What is expected
Rewrite the lines below, starting at the one containing "Target phrase = cracked concrete surface" and ending with the last line, changing every "Target phrase" to "Query phrase" and leaving all else as it is.

------------

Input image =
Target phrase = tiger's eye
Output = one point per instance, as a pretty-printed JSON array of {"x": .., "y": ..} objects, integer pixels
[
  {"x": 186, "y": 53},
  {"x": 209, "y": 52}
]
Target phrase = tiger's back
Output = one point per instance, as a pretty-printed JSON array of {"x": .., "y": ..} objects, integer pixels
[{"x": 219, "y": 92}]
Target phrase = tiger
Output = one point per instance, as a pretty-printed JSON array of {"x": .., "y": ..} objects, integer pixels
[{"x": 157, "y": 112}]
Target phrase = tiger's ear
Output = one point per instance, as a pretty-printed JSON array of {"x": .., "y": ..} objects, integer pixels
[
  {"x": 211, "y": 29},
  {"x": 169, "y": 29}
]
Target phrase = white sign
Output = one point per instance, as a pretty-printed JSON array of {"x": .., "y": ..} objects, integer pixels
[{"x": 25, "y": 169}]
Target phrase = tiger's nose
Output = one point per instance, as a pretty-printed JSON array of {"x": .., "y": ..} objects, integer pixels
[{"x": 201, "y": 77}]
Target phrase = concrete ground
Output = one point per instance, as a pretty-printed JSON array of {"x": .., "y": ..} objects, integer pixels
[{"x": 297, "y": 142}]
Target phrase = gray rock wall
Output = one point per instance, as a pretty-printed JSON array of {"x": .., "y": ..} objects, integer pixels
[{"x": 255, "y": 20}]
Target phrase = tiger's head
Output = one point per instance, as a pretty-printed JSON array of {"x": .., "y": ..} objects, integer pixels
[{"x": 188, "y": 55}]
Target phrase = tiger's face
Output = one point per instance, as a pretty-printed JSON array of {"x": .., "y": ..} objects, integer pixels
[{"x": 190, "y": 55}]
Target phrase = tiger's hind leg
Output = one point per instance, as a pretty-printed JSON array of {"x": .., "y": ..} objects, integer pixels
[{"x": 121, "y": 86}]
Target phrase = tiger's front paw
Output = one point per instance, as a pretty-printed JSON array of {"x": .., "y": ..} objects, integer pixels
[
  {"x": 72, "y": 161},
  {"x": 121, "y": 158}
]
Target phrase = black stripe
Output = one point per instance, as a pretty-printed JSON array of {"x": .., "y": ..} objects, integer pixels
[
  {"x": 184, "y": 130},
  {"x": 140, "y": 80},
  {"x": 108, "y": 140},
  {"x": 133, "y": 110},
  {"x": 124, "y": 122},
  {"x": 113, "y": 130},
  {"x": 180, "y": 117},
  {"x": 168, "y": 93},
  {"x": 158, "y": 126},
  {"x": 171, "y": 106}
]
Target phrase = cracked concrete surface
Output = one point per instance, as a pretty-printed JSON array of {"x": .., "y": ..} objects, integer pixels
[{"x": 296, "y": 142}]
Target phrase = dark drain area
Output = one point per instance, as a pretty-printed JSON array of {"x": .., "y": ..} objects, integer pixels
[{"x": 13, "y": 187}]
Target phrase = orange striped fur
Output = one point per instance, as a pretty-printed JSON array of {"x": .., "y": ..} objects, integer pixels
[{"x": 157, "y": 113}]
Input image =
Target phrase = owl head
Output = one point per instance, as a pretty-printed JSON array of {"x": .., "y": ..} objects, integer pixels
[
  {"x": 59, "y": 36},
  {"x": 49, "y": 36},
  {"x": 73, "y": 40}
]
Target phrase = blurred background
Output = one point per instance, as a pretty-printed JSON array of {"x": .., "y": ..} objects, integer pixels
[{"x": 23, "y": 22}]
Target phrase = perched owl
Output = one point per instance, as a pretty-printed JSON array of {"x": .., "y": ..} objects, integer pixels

------------

Exercise answer
Query phrase = cracked concrete surface
Output = one point per instance, as a pretty-printed JSON array of {"x": .., "y": ..} objects, integer pixels
[{"x": 296, "y": 142}]
Query phrase = dark drain area
Output = one point per instance, as a pretty-printed JSON array of {"x": .., "y": ..} objects, integer pixels
[{"x": 13, "y": 187}]
Query phrase = orange striped fur
Output = one point per instance, as a pretty-printed JSON array of {"x": .., "y": ..} objects, integer pixels
[{"x": 157, "y": 113}]
Input image =
Query phrase = owl head
Output = one point per instance, as a pretty-printed JSON array of {"x": .., "y": ..} objects, integer pixels
[
  {"x": 59, "y": 36},
  {"x": 49, "y": 36},
  {"x": 73, "y": 40}
]
Query phrase = blurred background
Output = one point per instance, as a pretty-printed JSON array of {"x": .., "y": ..} objects, integer pixels
[{"x": 23, "y": 22}]
Query phrase = perched owl
Output = one point per instance, as a pretty-printed JSON array of {"x": .., "y": ..} objects, integer pixels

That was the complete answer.